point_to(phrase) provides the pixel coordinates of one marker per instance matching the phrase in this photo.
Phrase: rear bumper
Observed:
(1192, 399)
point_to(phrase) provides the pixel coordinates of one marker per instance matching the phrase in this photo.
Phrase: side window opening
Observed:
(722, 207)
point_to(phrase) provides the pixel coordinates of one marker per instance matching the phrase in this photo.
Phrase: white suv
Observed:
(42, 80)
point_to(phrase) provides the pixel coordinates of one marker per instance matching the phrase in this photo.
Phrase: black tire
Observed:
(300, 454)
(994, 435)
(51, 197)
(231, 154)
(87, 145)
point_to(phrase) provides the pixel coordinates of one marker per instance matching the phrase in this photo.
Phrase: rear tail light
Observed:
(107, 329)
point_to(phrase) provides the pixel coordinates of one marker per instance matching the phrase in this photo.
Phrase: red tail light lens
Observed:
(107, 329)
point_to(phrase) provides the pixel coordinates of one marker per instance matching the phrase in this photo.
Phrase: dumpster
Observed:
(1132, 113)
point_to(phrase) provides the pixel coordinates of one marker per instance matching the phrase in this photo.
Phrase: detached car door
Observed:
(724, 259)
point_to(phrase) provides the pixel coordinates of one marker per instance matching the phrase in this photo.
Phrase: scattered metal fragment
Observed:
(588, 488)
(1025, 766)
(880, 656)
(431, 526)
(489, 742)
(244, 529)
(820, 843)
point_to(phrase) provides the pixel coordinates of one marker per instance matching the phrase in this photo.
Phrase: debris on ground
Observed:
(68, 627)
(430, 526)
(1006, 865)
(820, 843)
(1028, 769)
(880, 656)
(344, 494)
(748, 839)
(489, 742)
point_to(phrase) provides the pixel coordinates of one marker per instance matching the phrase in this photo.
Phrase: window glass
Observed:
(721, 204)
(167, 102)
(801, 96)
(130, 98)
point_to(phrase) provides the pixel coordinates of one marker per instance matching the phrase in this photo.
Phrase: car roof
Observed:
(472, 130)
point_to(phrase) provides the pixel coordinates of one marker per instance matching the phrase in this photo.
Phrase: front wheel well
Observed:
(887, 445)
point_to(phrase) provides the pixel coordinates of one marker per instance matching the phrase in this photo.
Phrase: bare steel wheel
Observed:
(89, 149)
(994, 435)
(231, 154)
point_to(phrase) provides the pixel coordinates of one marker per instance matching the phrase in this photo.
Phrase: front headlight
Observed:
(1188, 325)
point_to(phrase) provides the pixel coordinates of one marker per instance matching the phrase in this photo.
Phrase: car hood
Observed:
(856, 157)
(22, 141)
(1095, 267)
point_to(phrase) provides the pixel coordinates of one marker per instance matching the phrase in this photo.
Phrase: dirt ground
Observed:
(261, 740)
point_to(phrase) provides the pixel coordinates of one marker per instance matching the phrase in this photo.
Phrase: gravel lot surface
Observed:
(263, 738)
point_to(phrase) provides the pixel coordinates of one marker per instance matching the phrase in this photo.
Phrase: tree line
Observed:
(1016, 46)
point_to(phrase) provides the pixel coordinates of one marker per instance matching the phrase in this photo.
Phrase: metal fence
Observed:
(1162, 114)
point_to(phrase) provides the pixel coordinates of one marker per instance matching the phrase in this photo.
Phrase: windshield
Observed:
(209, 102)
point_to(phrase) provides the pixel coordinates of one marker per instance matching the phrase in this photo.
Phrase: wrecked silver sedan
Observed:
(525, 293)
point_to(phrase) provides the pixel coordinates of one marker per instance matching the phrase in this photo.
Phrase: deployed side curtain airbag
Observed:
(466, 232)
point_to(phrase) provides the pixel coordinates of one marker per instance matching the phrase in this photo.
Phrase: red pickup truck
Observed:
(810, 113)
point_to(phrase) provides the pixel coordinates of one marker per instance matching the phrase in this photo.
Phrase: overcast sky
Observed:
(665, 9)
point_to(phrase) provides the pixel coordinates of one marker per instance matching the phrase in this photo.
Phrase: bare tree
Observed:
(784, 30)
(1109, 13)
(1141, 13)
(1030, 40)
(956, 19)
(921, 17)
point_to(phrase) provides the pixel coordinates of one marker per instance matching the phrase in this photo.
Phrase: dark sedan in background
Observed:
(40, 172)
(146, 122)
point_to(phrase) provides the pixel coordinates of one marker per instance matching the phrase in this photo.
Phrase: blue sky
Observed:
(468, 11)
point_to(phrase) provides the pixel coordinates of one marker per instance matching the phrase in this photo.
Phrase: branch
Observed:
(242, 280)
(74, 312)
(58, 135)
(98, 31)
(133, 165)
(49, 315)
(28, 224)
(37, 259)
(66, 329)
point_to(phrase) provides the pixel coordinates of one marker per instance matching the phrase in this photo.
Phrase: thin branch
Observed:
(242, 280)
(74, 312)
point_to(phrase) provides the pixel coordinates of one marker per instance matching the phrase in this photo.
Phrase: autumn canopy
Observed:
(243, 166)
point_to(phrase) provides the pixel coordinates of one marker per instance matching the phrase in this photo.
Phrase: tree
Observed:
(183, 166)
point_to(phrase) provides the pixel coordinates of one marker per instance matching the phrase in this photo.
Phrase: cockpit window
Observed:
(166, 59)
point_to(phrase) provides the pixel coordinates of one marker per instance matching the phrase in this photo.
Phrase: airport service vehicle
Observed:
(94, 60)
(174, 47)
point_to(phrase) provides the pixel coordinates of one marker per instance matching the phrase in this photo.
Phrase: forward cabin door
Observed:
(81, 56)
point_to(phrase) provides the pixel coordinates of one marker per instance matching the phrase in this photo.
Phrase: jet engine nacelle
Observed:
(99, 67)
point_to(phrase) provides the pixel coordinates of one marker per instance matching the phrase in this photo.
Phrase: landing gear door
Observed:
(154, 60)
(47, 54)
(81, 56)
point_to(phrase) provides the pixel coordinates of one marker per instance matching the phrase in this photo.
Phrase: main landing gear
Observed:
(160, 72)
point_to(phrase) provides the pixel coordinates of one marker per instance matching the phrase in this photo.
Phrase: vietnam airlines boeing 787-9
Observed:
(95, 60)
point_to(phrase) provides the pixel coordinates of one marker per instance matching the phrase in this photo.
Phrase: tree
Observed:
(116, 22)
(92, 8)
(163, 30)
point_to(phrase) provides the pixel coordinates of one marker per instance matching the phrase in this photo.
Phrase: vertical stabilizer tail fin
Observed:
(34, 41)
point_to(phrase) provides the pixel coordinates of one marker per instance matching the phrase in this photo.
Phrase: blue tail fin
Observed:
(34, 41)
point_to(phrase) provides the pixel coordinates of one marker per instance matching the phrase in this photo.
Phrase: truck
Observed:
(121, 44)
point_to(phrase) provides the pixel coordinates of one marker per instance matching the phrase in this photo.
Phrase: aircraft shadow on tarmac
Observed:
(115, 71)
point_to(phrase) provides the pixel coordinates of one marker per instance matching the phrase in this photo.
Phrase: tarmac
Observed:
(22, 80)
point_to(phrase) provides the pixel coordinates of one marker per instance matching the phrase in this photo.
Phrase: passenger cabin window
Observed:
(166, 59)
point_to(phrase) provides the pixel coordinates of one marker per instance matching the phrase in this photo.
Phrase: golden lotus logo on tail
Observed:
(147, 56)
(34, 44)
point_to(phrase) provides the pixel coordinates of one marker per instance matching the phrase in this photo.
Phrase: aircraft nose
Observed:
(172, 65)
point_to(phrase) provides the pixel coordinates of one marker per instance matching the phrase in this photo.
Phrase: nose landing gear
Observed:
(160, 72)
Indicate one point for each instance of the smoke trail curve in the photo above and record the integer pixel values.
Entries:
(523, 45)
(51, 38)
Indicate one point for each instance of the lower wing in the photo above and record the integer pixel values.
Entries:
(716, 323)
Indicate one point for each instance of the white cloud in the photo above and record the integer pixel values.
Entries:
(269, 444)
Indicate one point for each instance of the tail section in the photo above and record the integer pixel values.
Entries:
★ ★ ★
What you should do: Restate every record exactly, leaving nothing out.

Answer:
point_to(phrase) provides the pixel coordinates of one marker per instance matching the phrase in this photo.
Phrase: rear bumper
Observed:
(1192, 399)
point_to(phrase) provides the pixel coordinates of one marker per instance matching the phrase in this photo.
Phrase: side window opening
Observed:
(722, 207)
point_to(phrase) provides the pixel coordinates of one marker per instance matching the phrase in this photo.
Phrase: white suv
Observed:
(42, 80)
point_to(phrase) provides the pixel coordinates of one marker per instance matching the phrase in this photo.
Phrase: black tire
Observed:
(300, 454)
(994, 435)
(51, 197)
(231, 154)
(87, 145)
point_to(phrase) provides the pixel coordinates of one marker per instance matching the phrase in this photo.
Phrase: rear tail light
Observed:
(107, 329)
point_to(phrase) provides the pixel coordinates of one marker per instance matching the phrase in this photo.
Phrase: red tail light lens
Observed:
(107, 329)
point_to(phrase) provides the pixel coordinates of one marker per instance matching the phrase in this photo.
Phrase: dumpster
Observed:
(1132, 113)
point_to(phrase) provides the pixel coordinates of one marker per instance matching the phrase in this photo.
Phrase: detached car door
Observed:
(724, 259)
point_to(phrase) provides the pixel coordinates of one marker per instance matching the phrase in this photo.
Phrase: scattered metal fragment
Observed:
(588, 488)
(1025, 766)
(880, 656)
(431, 526)
(489, 742)
(244, 529)
(820, 843)
point_to(phrase) provides the pixel coordinates of one marker per instance matching the phrase in this photo.
Phrase: debris on ground
Observed:
(68, 627)
(430, 526)
(1006, 865)
(820, 843)
(1028, 769)
(880, 656)
(344, 494)
(748, 839)
(489, 742)
point_to(phrase) provides the pixel coordinates of one marker per instance matching the phrase in this photo.
Phrase: window glass
Observed:
(721, 204)
(167, 102)
(801, 96)
(130, 98)
point_to(phrase) provides the pixel coordinates of one marker per instance matching the phrase in this photo.
Phrase: car roof
Observed:
(472, 130)
point_to(phrase) provides the pixel coordinates of one marker per instance matching the phrase in this photo.
Phrase: front wheel well
Observed:
(887, 445)
point_to(phrase) provides the pixel coordinates of one marker per instance matching the phrase in this photo.
Phrase: bare steel wheel
Observed:
(89, 149)
(994, 435)
(231, 154)
point_to(phrase) provides the pixel coordinates of one marker per instance matching the phrase in this photo.
Phrase: front headlight
Observed:
(1188, 325)
point_to(phrase) provides the pixel coordinates of one marker per instance matching the phrase in this photo.
Phrase: car hood
Observed:
(856, 157)
(22, 141)
(1095, 267)
point_to(phrase) provides the pixel coordinates of one marker per instance matching the phrase in this photo.
Phrase: dirt ground
Observed:
(261, 740)
point_to(phrase) provides the pixel coordinates of one marker per instance matching the phrase in this photo.
Phrase: gravel lot surface
Observed:
(263, 738)
point_to(phrase) provides the pixel coordinates of one marker per instance matching the phrase in this photo.
Phrase: tree line
Observed:
(1016, 46)
point_to(phrase) provides the pixel coordinates of one marker per instance matching the phrase in this photo.
Phrase: metal fence
Observed:
(1162, 114)
point_to(phrase) provides the pixel coordinates of one marker per instance matching the phrase in this photo.
Phrase: windshield
Observed:
(209, 102)
point_to(phrase) provides the pixel coordinates of one marker per instance matching the phrase in this photo.
Phrase: wrecked silver sedan
Observed:
(525, 293)
point_to(phrase) provides the pixel coordinates of one marker per instance matching the phrase in this photo.
Phrase: deployed side curtain airbag
Observed:
(466, 232)
point_to(phrase) provides the pixel coordinates of one marker per instance matching the phrase in this photo.
Phrase: red pickup truck
Observed:
(810, 113)
point_to(phrase) provides the pixel coordinates of one marker per instance matching the phrase in this photo.
Phrase: overcast sky
Observed:
(665, 9)
point_to(phrase) provides the pixel coordinates of one marker per instance matching the phrase in this photo.
Phrase: bare tree
Observed:
(784, 30)
(1109, 13)
(1141, 13)
(1030, 40)
(956, 19)
(921, 17)
point_to(phrase) provides the pixel coordinates of one marker per instance matching the phrase in this photo.
Phrase: dark sedan in background
Observed:
(40, 172)
(146, 122)
point_to(phrase) provides the pixel coordinates of one marker per instance matching the phrase in this photo.
Phrase: blue sky
Observed:
(468, 11)
point_to(phrase) provides the pixel coordinates of one marker per instance matching the phrase in this photo.
Phrase: branch
Observed:
(242, 280)
(74, 312)
(58, 135)
(98, 31)
(133, 165)
(49, 315)
(28, 224)
(37, 259)
(66, 329)
point_to(phrase) provides the pixel coordinates of one marker per instance matching the phrase in this photo.
Phrase: thin branch
Observed:
(242, 280)
(74, 312)
point_to(phrase) provides the pixel coordinates of one marker per instance matching the phrase in this photo.
Phrase: autumn canopy
Observed:
(243, 166)
point_to(phrase) provides the pixel coordinates of one marker per instance matching the phrase in this photo.
Phrase: tree
Observed:
(183, 166)
point_to(phrase) provides the pixel coordinates of one marker per instance matching the phrase in this photo.
Phrase: cockpit window
Observed:
(166, 59)
point_to(phrase) provides the pixel coordinates of one marker per instance matching the phrase in this photo.
Phrase: airport service vehicle
Observed:
(94, 60)
(174, 47)
point_to(phrase) provides the pixel coordinates of one marker per instance matching the phrase in this photo.
Phrase: forward cabin door
Observed:
(81, 56)
point_to(phrase) provides the pixel coordinates of one marker per instance matching the phrase in this photo.
Phrase: jet engine nacelle
Observed:
(99, 67)
point_to(phrase) provides the pixel coordinates of one marker per instance matching the phrase in this photo.
Phrase: landing gear door
Observed:
(154, 60)
(47, 54)
(81, 56)
point_to(phrase) provides the pixel coordinates of one marker per instance matching the phrase in this photo.
Phrase: main landing gear
Observed:
(160, 72)
point_to(phrase) provides the pixel coordinates of one marker per instance matching the phrase in this photo.
Phrase: vietnam airlines boeing 787-9
Observed:
(95, 60)
point_to(phrase) provides the pixel coordinates of one marker per instance matching the phrase in this photo.
Phrase: tree
Observed:
(116, 22)
(92, 8)
(163, 30)
point_to(phrase) provides the pixel coordinates of one marker per instance matching the phrase in this photo.
Phrase: vertical stabilizer tail fin
Observed:
(34, 41)
point_to(phrase) provides the pixel coordinates of one marker per instance matching the phrase in this photo.
Phrase: blue tail fin
Observed:
(34, 41)
point_to(phrase) provides the pixel coordinates of one marker per instance matching the phrase in this photo.
Phrase: truck
Observed:
(121, 44)
point_to(phrase) provides the pixel coordinates of one marker per instance matching the phrase in this photo.
Phrase: aircraft shadow on tarmac
Observed:
(115, 71)
point_to(phrase) provides the pixel coordinates of one marker per instance matching the phrase in this photo.
Phrase: tarmac
Observed:
(22, 80)
point_to(phrase) provides the pixel coordinates of one marker per instance matching the phrase in this photo.
Phrase: passenger cabin window
Observed:
(166, 59)
point_to(phrase) provides the pixel coordinates of one marker per instance matching the phrase in this photo.
Phrase: golden lotus logo on tail
Observed:
(147, 56)
(34, 44)
point_to(phrase) provides the pixel coordinates of one marker per instance matching the phrase in this photo.
Phrase: aircraft nose
Observed:
(172, 65)
point_to(phrase) provides the pixel coordinates of one marker per instance matching the phrase in this photo.
Phrase: nose landing gear
Observed:
(160, 72)
Indicate one point for each instance of the smoke trail curve in the photo above and record the integer pixel values.
Entries:
(523, 45)
(51, 38)
Indicate one point for each instance of the lower wing in the photo above and record the integer pixel values.
Entries:
(716, 323)
Indicate one point for each instance of the white cloud in the photo above and record the integer pixel values.
Entries:
(269, 444)
Indicate one point for each instance of the tail section in the photo above and record the integer pixel values.
Entries:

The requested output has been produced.